§ **Text block**:
******

Here is what Wall Street expects will be announced at 8:30 am Eastern today:
| Barclays Capital | +150K |
| Deutsche Bank | +175K |
| Goldman Sachs | +125K |
| JP Morgan | +145K |
| UBS | +170K |
| Morgan Stanley | +130K |
| HSBC | +170K |
| Bank of America | +155K |
And while as usual the actual number will be largely meaningless, and is merely an indication of our headline chasing nature since as the BLS itself says the error interval is +/- 100,000, a few hnndred purely statistical jobs will make or break the market and send it soaring on either "virtuous circle" expectations, or on NEW QE coming back with a bang.
Here is the broad consensus, as summarized by RanSquawk:
Unemployment Rate M/M (Apr) Exp. 8.2% (Prev. 8.2%, Feb 8.3%)
In terms of recent data, Wednesday’s ADP employment change was a sharp miss on the street estimates, however, the correlation over the last twelve months has seen ADP outperform NFP on six occasions and underperform on six, offering little correlation. The latest Initial Jobless Claims showed the biggest drop since May 2011 yesterday; however the trend for the past month has seen consistent figures averaging 379K, a large increase on the previous month’s average of 354K. The employment constituents for Philadelphia Fed and Empire manufacturing were both stronger than last month’s data and the ISM Manufacturing constituent was the highest since June 2011, although the ISM Non-Manufacturing employment constituent was slightly down on February’s data. The potential influence of warmer winter weather on the Q1 employment figures saw a strong start to the year, it is widely expected for the impact of warmer weather on the data to decline in the coming months.

******

§ **Task list**:
**A.** List every firm that the jobs report preview gives a forecast for in its table.
**B.** Set down the jobs report preview word for word, starting at "Here is what" and ending at "8.2%, Feb 8.3%)".
Rely only on the jobs report preview when completing these.

******

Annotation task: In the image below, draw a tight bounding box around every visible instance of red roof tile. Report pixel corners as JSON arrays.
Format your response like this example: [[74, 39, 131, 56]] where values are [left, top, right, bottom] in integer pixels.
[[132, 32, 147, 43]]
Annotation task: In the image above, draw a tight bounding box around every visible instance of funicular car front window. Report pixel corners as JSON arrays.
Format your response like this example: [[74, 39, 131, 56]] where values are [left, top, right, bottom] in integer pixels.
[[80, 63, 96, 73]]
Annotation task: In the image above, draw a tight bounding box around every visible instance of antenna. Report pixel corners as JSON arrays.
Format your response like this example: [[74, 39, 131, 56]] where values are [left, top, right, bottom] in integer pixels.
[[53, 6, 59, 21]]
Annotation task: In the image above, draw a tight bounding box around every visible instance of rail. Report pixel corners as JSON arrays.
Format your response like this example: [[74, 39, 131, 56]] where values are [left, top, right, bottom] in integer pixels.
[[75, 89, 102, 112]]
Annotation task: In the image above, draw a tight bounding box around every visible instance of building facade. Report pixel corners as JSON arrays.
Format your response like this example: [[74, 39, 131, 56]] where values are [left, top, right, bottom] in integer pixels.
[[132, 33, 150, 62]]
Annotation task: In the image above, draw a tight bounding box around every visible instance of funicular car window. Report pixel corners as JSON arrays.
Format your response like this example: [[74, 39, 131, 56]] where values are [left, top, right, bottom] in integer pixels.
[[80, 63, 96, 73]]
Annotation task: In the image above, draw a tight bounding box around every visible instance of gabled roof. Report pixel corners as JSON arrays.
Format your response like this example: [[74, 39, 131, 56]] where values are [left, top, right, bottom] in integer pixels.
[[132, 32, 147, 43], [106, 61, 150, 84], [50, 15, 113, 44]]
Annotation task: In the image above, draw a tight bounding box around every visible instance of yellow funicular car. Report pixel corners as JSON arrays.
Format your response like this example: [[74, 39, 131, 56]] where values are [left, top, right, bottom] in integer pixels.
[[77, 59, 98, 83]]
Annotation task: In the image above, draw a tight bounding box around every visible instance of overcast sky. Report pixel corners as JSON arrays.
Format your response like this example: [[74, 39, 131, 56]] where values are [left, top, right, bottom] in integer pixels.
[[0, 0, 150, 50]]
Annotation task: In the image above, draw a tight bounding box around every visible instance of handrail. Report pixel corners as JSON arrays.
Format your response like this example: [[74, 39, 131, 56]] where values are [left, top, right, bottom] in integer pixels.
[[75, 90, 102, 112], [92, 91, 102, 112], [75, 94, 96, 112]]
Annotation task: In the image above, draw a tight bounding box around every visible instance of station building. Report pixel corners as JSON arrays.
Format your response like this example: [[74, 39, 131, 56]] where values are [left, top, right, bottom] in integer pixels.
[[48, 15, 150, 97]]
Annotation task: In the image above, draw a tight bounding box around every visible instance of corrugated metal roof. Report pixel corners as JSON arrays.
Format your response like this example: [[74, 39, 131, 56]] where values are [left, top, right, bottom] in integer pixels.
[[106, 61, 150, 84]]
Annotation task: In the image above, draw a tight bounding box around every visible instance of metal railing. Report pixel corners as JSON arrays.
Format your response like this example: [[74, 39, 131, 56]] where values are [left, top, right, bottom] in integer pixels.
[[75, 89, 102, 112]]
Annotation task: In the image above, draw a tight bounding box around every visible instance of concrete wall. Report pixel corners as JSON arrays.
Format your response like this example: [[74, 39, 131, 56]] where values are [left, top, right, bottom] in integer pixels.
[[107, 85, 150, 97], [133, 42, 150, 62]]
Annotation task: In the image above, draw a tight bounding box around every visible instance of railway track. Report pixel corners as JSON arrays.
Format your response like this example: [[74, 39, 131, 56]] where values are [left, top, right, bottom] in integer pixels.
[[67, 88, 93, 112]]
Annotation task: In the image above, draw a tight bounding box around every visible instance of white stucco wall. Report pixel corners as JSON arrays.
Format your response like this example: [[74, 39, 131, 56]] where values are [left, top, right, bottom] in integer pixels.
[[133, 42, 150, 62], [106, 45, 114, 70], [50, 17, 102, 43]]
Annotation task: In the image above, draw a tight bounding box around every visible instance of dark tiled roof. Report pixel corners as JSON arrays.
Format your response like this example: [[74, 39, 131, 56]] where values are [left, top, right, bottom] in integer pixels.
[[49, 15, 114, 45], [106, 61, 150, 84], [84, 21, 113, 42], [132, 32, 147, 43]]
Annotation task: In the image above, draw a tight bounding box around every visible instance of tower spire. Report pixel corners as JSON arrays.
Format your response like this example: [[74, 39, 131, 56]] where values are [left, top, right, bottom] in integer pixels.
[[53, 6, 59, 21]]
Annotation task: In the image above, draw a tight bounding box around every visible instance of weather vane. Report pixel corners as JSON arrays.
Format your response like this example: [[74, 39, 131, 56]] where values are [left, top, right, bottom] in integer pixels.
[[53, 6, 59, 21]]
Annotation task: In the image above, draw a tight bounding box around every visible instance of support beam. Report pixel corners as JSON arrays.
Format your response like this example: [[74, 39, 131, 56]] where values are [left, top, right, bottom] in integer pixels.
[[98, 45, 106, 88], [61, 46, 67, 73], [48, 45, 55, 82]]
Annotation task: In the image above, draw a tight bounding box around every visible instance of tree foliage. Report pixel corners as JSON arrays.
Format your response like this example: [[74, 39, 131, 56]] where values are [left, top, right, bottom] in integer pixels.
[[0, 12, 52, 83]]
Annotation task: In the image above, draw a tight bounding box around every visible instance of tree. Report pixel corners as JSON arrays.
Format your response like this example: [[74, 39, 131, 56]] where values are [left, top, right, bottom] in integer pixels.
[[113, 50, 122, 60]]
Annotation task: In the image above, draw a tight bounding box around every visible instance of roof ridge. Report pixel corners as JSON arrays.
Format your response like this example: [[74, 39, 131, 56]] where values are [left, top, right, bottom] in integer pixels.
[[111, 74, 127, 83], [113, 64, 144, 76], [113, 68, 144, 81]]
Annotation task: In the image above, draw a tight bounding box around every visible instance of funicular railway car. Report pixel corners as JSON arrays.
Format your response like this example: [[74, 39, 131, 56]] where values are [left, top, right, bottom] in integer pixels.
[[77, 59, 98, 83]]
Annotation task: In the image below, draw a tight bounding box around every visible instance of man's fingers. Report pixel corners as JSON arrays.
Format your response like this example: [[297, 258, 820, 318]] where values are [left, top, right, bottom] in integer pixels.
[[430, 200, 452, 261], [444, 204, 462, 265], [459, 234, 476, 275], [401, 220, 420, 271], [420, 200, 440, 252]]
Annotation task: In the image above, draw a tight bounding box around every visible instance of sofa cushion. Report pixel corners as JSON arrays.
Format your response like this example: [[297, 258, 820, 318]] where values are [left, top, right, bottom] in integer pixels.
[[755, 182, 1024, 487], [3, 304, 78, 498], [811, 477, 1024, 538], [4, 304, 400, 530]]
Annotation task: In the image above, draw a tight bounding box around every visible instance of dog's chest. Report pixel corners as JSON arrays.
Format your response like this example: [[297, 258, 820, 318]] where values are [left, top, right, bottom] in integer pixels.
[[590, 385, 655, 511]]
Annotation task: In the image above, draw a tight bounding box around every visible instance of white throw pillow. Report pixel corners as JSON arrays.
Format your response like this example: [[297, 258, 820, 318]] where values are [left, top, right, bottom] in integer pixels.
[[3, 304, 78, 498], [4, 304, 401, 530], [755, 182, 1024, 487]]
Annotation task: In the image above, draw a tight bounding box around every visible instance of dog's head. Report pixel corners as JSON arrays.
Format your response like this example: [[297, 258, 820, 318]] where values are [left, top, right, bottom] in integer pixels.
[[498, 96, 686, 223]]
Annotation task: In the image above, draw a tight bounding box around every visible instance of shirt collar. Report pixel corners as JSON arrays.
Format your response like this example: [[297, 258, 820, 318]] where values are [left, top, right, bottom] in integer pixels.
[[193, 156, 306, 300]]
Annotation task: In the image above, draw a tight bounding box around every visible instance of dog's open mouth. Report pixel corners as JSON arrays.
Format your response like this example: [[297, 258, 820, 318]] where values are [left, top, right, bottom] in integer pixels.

******

§ **Answers to each task**:
**A.** Barclays Capital, Deutsche Bank, Goldman Sachs, JP Morgan, UBS, Morgan Stanley, HSBC, Bank of America

**B.**
Here is what Wall Street expects will be announced at 8:30 am Eastern today:
| Barclays Capital | +150K |
| Deutsche Bank | +175K |
| Goldman Sachs | +125K |
| JP Morgan | +145K |
| UBS | +170K |
| Morgan Stanley | +130K |
| HSBC | +170K |
| Bank of America | +155K |
And while as usual the actual number will be largely meaningless, and is merely an indication of our headline chasing nature since as the BLS itself says the error interval is +/- 100,000, a few hnndred purely statistical jobs will make or break the market and send it soaring on either "virtuous circle" expectations, or on NEW QE coming back with a bang.
Here is the broad consensus, as summarized by RanSquawk:
Unemployment Rate M/M (Apr) Exp. 8.2% (Prev. 8.2%, Feb 8.3%)